» **ABOUT THIS EXERCISE**
Extend the passage about former young offenders who stopped committing crimes, starting right after its last sentence.

» **PAGE EXCERPT**
The lack of research on those individuals who do turn around and the perceived difficulty in
collecting a sample were barriers to carrying out this project. However, it has proven feasible to
collect data from former young offenders. Many subjects in this study volunteered so that their
experiences might help others. For the majority, it was the first time they had told their story in
detail to anyone.
The age of desistence varied. The majority were last convicted on or before their 21st year. However
for some, desistence occurred later in their twenties or in their early thirties. It seems that there
is a developmental process to desistence which does not necessarily coincide with chronological age
limits imposed by legislation. It is clear that criminal activity in the early adult years does not
necessarily lead to an adult criminal career.
In most cases, the subjects were heavy users of drugs and alcohol during adolescence. As with their
delinquent activity, their turnaround and the process of desistence were connected with the process
of gaining control over drug involvement. Their criminal involvement served to finance their drug
habit and related activities. The almost complete lack of use of drugs and alcohol as adults suggests
a dramatic change in lifestyle.
While most subjects had intact families at the age of 14, these families were not devoid of problems
-55% had alcohol-related problems.

» **DATA SECTION**

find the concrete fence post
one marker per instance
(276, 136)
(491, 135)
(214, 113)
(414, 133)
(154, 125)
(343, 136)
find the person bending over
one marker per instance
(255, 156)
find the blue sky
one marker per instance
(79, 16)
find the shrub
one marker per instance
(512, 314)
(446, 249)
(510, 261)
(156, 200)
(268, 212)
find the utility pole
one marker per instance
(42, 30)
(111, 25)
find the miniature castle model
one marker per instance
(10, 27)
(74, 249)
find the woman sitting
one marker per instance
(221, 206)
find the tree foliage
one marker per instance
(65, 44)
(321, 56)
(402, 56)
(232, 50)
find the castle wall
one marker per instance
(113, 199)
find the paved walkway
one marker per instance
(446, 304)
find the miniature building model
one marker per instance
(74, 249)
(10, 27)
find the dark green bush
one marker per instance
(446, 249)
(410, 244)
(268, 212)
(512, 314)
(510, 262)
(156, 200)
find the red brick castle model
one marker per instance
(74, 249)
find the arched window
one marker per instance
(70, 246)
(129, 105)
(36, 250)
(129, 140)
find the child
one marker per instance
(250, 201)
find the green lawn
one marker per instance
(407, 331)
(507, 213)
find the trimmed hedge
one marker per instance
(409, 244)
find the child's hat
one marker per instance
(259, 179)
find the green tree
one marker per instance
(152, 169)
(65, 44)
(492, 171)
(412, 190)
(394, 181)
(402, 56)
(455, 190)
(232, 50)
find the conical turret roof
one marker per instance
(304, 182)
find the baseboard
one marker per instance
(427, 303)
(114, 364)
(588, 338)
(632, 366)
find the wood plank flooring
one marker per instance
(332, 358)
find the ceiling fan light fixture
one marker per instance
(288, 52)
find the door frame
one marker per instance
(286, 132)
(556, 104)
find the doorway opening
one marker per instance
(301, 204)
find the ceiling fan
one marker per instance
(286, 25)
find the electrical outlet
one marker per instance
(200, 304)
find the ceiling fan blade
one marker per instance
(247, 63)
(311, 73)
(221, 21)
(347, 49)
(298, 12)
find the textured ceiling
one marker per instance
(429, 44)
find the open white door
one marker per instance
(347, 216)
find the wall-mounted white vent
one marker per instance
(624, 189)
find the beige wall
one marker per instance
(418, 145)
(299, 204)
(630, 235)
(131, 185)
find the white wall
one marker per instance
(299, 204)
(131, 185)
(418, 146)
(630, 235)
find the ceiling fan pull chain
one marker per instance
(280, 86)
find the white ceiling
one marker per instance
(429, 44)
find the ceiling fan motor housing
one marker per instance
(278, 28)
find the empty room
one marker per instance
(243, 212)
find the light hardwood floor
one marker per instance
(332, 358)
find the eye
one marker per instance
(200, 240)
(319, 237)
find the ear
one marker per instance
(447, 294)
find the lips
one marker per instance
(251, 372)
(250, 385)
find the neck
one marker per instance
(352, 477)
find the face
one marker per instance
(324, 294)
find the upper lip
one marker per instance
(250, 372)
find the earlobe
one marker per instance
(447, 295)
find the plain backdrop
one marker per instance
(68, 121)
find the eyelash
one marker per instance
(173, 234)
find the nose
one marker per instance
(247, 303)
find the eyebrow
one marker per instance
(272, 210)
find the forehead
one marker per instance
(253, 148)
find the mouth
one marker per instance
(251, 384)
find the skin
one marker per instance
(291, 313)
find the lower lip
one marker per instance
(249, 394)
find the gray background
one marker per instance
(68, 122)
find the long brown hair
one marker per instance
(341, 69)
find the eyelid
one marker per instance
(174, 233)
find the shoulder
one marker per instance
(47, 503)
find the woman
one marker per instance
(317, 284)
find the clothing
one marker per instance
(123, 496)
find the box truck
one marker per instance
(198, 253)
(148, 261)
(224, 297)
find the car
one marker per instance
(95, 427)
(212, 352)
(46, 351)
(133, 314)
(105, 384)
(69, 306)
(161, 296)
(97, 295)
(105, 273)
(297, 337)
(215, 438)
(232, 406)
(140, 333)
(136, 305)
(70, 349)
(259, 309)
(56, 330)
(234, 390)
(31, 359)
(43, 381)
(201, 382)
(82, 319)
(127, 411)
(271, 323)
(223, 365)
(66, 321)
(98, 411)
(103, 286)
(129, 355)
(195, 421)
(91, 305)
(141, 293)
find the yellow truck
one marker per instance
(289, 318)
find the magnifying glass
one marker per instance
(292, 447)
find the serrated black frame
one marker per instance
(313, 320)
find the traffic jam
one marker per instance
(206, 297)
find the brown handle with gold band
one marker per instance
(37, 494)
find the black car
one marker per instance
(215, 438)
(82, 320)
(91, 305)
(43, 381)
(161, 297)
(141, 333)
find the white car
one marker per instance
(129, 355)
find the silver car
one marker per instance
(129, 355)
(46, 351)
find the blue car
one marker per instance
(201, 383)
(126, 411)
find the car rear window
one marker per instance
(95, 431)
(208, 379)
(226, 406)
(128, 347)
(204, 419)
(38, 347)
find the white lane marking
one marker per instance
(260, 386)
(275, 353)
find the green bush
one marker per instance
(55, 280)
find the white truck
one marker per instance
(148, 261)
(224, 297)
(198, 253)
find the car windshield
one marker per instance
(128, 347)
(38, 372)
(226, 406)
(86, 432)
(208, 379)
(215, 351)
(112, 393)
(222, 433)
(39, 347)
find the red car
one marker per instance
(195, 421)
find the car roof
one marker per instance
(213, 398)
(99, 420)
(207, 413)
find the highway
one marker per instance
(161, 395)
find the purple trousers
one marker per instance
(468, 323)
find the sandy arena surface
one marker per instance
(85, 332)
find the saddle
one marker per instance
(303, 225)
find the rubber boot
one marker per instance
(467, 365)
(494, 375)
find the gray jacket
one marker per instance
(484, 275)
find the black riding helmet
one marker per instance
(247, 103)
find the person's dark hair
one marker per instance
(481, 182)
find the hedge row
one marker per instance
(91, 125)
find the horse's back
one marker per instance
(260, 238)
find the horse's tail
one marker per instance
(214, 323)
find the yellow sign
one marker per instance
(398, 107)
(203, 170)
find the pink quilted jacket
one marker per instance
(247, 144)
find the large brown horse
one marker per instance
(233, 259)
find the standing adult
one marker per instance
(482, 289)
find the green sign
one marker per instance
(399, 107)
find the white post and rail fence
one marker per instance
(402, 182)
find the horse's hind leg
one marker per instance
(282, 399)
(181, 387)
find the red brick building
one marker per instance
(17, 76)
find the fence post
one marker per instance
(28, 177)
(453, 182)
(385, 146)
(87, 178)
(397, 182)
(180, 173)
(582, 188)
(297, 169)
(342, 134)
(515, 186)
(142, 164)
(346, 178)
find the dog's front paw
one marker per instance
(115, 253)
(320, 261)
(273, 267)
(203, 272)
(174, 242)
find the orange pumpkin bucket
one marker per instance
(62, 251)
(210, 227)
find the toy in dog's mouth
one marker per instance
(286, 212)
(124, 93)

» **ANSWER AREA**
The affection and support given to the individual were at least as important as the family's
situation, yet only 2 of the 20 men reported spending time or talking with their father. While
mothers fared better than fathers, the daily relating patterns between the subjects and their
families were poor. There did not appear to be a high degree of attachment among family members.
Given the degree of criminality shown by the subjects as adolescents, this is not surprising.(4)
It is interesting to note that parents are high on the list of important influences on desistence,
although often an indirect influence. The desire to prove oneself or make good as an adult seemed to
persist in spite of the many problems that these men inevitably had to face. Perhaps many of these
parents never withdrew their support.
The men reported that their personal growth and maturity were important influences in their decision
to desist from criminal activity. The difficulty of desisting was highlighted by their low estimates
following probation of the likelihood of avoiding trouble with the law. Yet they came to develop
long-term goals and a positive outlook.
It seems that other individuals played a large part in affirming the process of desistence. Most
notably girlfriends or wives seemed to have an important role to play. This role might, however, have
been filled by a friend.
Of note is the low level of influence accorded to corrections workers, social workers and parole
officers. The subjects who did mention staff indicated that they went beyond their traditional job
description and offered friendship and guidance.
According to these desisters, increased maturity and the influence of another individual are
important to the desistence process. As with many social problems, we are left with a causal dilemma.
Does maturity emerge from the influence of another or vice versa? Or, are these both symptoms of some
third process? The varying age at which desistence seems to have occurred raises other questions. To
what extent are there individual differences in susceptibility to intervention?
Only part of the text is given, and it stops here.